--- START Text provided ---

The group is an off-shoot or splinter group of al-Qaeda. ISIS, on the other hand, is really just trying to become, as you know, a state within Iraq and the Levant section of Syria. This group is really focused almost 100% on external enemies; it’s focused 100% on wreaking havoc and creating terror within Europe and the United States.

 

What can be done to prevent groups like this from appearing again and again?

First, you can cut the head off militarily and financially, which is cutting off the finances to these groups and trying to get nations to stop supporting them with arms and with money. Number two, not allowing their countries to act as recruiting havens. We need to get that diplomacy done. And then number three, impacts on what we talked about a couple days ago, which is there are young men throughout the world, having no alternatives. You really need to provide some alternatives in terms of education, and in terms of a better life and jobs, and economic prosperity.

These groups whether it be ISIS, or whether it be the al-Qaeda affiliates here, prey on the needy.

--- END Text provided ---
--- START Data excerpts ---

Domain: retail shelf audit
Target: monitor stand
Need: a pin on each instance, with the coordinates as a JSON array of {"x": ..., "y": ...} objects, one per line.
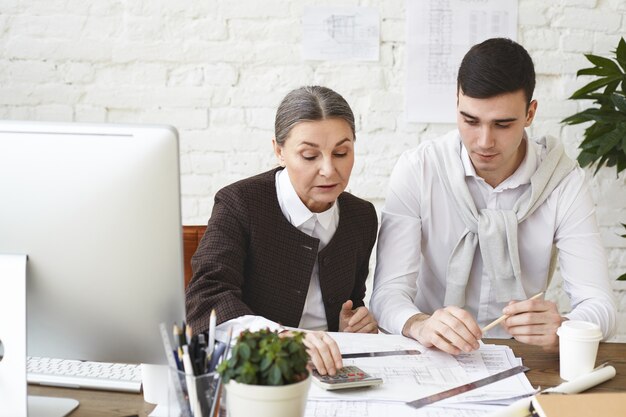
[
  {"x": 50, "y": 406},
  {"x": 13, "y": 392}
]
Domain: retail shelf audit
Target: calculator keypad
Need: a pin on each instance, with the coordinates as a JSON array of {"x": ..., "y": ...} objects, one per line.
[{"x": 347, "y": 373}]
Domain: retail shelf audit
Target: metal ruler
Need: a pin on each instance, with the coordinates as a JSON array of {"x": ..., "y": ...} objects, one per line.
[
  {"x": 378, "y": 354},
  {"x": 467, "y": 387}
]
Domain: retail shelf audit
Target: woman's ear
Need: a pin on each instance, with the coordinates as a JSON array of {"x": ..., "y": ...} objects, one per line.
[{"x": 278, "y": 151}]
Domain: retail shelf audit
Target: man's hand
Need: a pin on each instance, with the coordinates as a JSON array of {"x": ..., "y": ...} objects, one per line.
[
  {"x": 324, "y": 352},
  {"x": 534, "y": 322},
  {"x": 450, "y": 329},
  {"x": 359, "y": 320}
]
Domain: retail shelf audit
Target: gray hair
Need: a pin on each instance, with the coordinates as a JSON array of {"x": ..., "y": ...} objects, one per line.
[{"x": 307, "y": 104}]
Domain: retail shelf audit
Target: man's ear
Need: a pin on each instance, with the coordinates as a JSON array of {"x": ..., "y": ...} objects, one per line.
[
  {"x": 278, "y": 151},
  {"x": 530, "y": 114}
]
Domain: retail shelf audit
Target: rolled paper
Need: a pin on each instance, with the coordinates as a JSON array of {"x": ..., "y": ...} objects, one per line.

--- END Data excerpts ---

Jobs:
1) Answer these questions from the excerpt on extremist groups:
(a) What is ISIS trying to become?
(b) What is the second measure given for preventing such groups from appearing again?
(c) Whom do these groups prey on?
2) Proceed with the excerpt on extremist groups, picking up right after its final sentence.
None of the items are needed for this work.

Task answers:
1)
(a) A state within Iraq and the Levant section of Syria.
(b) Not allowing their countries to act as recruiting havens.
(c) The needy.

2)
The United States military, you know, each of the services, the army, the navy, the marines, the special forces, and such not only serve to fight in conflicts, but they do a lot of work in these countries that go unseen. They help them build up schools, and help people who are in need, and sometimes just providing protection in those countries. And I think that’s where the United States with its money and with its power and with its influence can have an impact out there. I think the United States can most discern its leadership not only militarily and not only financially but in a moral way. And I think that’s how these groups will be stifled.

The United States has really created this problem, first in Iraq and also in Syria, by leaving an enormous, enormous vacuum in both countries of power. In Iraq they left it by leaving the country and obviously putting al-Maliki in charge, and in Syria by not backing Assad or by not backing the Free Syrian Army. They left a vacuum that allowed for the neighborhood to have bullies in it.

 

Role of Religion in Government

We can also do a great job at promoting, as much as we can, religious tolerance on all sides.

No matter what the faults are of our democratic government here, in the end we’re very supportive of tolerance. And I do believe that even all of our religious factions in the United States have generally shown a good example of how to get along, and this is clearly not the case of the Middle East over thousands of years.

ISIS is not just a pure terrorist group. ISIS wants to create an oppressive, belligerent, violent religious government there. So I think the real careful part of the question is we need to bring religion into government to create a moral high ground but we cannot have religious government when it’s going to create oppression.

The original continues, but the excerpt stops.